Excerpt provided:
Critical Condition

(Doc) Fixing the Books

The New Republic’s Jonathan Chait writes that “right-wing icon Paul Ryan” and I have both made a claim about Obamacare’s financing that is “categorically false,” “not a legitimate complaint,” and “100% phony” — and that Representative Ryan has been performing a “stunt” to fuel a “crusade.”

It seems strange that, in the era of Obama, anyone on the left would derisively characterize an opponent as an “icon.” We have yet to see totalitarian-style propaganda posters depicting Congressman Ryan in red and blue, staring off into space, above one-word slogans such as “SOLVENCY.” In truth, Congressman Ryan isn’t an icon, but a uniquely articulate champion of limited government, fiscal responsibility, and liberty, and thus is completely in step with the mounting concerns of the vast majority of American voters — conservatives, libertarians, and independents (and even some liberals) alike.

Ryan, the ranking Republican on the House Budget Committee, has forcefully argued that Obamacare’s financing relies on “gimmicks” and “double-counting.” He has said that probably the “most cynical gimmick” relates to the “doc fix.” This is the source of Chait’s attack, both on Ryan and on me.

Chait writes, “Of all the conservative complaints about health care reform, the one I find most baffling is the notion that the financing is phony because it fails to account for physician pay increases.” He continues, “I have yet to see anybody explain why the Democrats have some obligation to cover the cost of a government policy that would occur whether or not reform becomes law.”

Entries supplied:
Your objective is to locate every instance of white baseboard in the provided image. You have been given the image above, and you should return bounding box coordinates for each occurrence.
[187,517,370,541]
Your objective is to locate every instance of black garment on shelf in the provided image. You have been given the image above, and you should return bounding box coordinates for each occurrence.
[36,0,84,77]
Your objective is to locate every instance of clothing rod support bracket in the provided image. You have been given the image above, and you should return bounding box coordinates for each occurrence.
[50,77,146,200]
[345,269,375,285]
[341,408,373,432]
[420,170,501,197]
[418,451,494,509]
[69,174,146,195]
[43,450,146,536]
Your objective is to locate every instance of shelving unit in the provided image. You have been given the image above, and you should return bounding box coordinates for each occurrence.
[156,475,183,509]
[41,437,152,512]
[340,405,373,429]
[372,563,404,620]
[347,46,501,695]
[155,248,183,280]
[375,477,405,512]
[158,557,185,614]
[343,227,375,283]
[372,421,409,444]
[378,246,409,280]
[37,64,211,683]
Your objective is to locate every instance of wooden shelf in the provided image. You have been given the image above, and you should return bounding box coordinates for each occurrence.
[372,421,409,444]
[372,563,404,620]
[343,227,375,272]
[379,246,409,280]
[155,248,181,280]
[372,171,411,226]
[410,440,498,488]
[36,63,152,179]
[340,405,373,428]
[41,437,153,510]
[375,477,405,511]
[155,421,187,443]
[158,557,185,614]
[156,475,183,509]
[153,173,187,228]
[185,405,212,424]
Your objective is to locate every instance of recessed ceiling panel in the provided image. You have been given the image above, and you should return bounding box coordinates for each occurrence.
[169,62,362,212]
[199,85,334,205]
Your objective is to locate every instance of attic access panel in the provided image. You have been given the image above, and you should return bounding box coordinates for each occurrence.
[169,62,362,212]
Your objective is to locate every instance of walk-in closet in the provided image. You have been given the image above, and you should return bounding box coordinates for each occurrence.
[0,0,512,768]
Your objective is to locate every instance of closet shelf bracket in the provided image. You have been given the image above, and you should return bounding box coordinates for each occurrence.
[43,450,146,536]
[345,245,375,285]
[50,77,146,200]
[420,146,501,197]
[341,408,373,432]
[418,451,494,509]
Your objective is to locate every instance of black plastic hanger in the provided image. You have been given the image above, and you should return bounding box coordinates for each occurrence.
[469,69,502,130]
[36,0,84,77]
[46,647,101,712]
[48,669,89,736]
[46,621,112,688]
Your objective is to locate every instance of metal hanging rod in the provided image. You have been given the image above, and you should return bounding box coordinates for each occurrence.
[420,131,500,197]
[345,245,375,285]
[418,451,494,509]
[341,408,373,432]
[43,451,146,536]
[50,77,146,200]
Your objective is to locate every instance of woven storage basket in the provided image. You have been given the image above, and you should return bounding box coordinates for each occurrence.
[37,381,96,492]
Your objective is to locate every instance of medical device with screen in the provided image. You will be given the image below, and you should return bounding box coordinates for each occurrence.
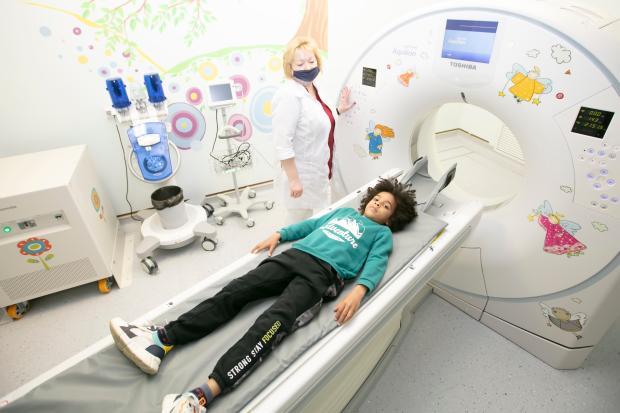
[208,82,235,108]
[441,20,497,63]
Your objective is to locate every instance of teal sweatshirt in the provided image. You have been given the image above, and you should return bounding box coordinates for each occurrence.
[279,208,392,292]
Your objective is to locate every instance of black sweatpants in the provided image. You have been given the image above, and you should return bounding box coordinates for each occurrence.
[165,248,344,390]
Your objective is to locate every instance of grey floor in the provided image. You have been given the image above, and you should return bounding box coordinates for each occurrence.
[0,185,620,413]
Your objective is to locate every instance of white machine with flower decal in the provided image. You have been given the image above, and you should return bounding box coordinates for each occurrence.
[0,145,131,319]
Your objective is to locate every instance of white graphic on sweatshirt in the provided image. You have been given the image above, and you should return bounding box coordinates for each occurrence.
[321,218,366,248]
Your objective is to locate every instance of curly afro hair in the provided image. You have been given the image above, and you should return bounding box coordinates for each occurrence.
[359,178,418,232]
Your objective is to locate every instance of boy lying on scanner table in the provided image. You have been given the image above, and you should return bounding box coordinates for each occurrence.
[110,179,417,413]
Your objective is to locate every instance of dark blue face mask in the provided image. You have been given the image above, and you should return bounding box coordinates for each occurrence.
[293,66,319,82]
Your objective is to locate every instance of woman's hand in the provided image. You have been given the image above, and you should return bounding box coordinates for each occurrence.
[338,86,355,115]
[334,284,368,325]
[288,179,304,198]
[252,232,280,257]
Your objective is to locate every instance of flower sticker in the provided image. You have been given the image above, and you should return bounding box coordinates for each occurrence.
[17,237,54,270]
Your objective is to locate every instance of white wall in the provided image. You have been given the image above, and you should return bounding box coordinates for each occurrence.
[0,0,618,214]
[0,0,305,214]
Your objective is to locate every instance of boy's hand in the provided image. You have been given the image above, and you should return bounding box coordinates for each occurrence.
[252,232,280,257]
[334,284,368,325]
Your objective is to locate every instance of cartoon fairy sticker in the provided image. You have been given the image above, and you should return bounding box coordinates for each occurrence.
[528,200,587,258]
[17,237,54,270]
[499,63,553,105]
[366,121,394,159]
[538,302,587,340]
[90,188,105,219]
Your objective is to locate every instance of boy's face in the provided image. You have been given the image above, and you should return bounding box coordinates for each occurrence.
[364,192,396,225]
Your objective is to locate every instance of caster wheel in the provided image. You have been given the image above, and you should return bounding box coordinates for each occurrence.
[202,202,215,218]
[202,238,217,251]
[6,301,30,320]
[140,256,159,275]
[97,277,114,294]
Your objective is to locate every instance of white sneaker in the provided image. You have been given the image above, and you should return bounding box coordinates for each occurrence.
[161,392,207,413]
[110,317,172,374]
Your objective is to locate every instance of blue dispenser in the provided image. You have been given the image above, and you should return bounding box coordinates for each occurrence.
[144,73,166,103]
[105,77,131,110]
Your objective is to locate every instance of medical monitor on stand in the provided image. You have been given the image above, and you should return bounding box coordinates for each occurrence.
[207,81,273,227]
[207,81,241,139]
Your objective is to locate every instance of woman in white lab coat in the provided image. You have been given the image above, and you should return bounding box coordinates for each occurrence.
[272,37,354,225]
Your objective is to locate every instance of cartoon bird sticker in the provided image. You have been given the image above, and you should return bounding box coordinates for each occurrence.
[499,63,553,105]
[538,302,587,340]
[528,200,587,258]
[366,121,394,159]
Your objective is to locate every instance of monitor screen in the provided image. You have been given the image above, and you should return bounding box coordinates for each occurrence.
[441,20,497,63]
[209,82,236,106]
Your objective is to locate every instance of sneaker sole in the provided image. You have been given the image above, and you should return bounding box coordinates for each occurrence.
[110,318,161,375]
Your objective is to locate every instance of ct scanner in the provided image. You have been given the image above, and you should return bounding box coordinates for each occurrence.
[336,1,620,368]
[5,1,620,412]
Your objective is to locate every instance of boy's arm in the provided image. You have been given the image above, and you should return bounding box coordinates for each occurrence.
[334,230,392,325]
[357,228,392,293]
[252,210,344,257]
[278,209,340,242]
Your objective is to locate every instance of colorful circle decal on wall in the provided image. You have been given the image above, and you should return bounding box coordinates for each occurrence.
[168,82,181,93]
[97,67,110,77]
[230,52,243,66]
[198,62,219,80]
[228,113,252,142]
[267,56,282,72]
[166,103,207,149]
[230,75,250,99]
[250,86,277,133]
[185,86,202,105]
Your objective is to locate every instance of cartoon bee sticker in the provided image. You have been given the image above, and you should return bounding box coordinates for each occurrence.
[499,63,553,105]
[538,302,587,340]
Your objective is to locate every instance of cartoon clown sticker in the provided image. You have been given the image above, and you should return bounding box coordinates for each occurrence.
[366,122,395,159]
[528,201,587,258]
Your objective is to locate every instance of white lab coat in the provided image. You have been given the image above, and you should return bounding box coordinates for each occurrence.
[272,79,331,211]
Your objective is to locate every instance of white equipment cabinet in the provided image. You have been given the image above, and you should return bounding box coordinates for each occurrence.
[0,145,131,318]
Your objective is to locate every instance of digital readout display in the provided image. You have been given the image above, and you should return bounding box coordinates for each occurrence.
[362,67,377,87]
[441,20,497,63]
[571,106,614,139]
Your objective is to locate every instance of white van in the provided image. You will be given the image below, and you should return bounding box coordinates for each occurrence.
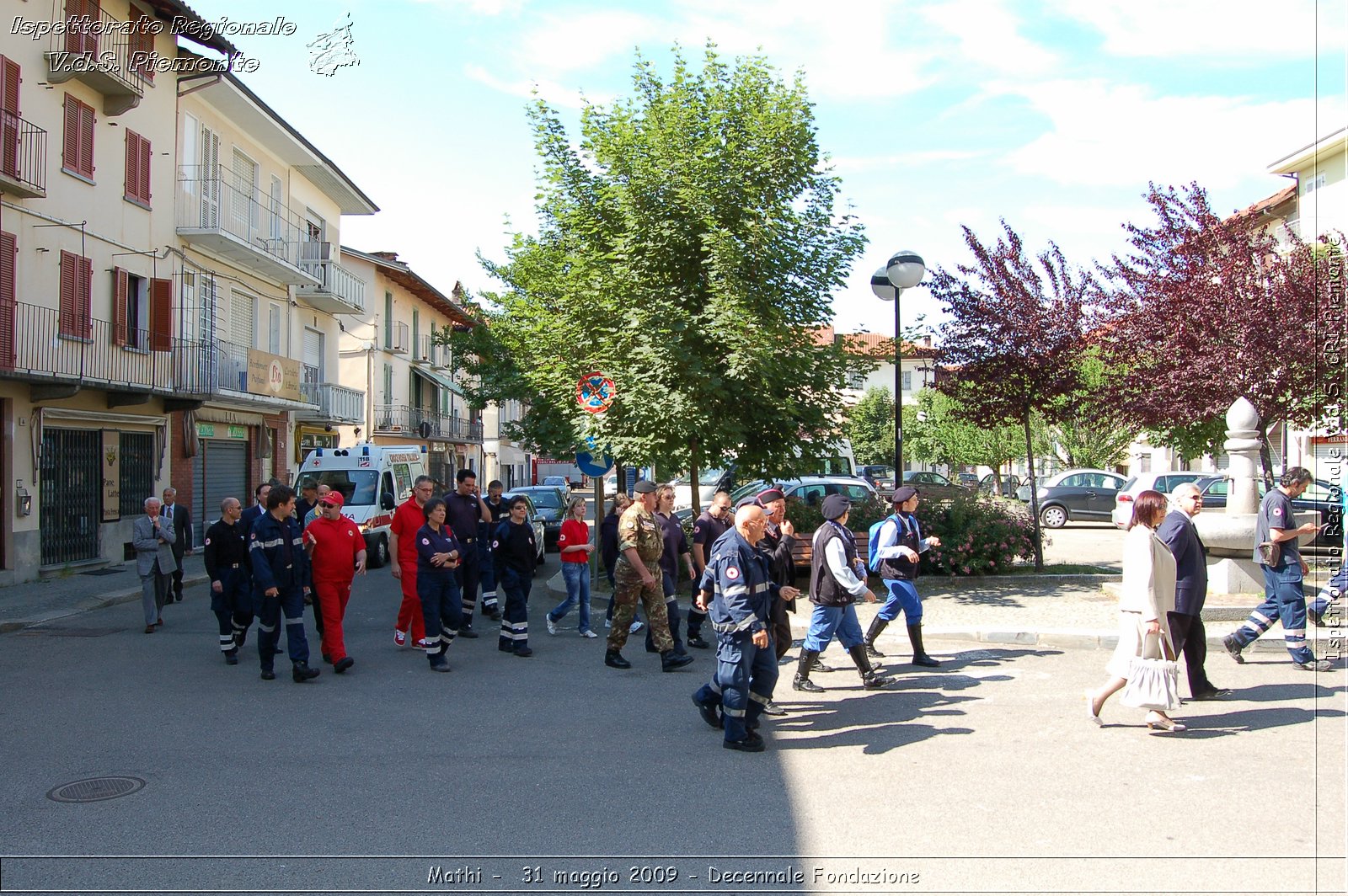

Work task 1:
In the doc-fix article, rewrite the passage from "It seems strange" up to and including "some liberals) alike.", replacing "propaganda posters" with "campaign posters".
Work task 2:
Do these statements agree with the doc-fix article? Answer yes or no for each, and quote the words that decide it.
(a) Ryan is the ranking Republican on the House Budget Committee.
(b) The author agrees that Congressman Ryan is an icon.
(c) Ryan said the "most cynical gimmick" relates to the "doc fix."
Work task 3:
According to the doc-fix article, what has Ryan argued that Obamacare's financing relies on?

Exercise solution 1:
It seems strange that, in the era of Obama, anyone on the left would derisively characterize an opponent as an “icon.” We have yet to see totalitarian-style campaign posters depicting Congressman Ryan in red and blue, staring off into space, above one-word slogans such as “SOLVENCY.” In truth, Congressman Ryan isn’t an icon, but a uniquely articulate champion of limited government, fiscal responsibility, and liberty, and thus is completely in step with the mounting concerns of the vast majority of American voters — conservatives, libertarians, and independents (and even some liberals) alike.

Exercise solution 2:
(a) Yes: "Ryan, the ranking Republican on the House Budget Committee"
(b) No: "In truth, Congressman Ryan isn’t an icon"
(c) Yes: "He has said that probably the “most cynical gimmick” relates to the “doc fix.”"

Exercise solution 3:
"Gimmicks" and "double-counting."